• **STATED EXERCISE**
Reproduce every entry exactly, without alteration.

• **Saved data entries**
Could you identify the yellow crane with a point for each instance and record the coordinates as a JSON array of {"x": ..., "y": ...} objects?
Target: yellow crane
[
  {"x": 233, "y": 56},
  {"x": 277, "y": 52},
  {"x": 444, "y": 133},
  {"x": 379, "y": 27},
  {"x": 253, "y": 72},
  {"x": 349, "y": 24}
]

• **ANSWER**
Could you identify the yellow crane with a point for each instance and record the coordinates as a JSON array of {"x": ..., "y": ...} objects?
Target: yellow crane
[
  {"x": 233, "y": 56},
  {"x": 277, "y": 52},
  {"x": 444, "y": 133},
  {"x": 379, "y": 27},
  {"x": 253, "y": 72},
  {"x": 349, "y": 24}
]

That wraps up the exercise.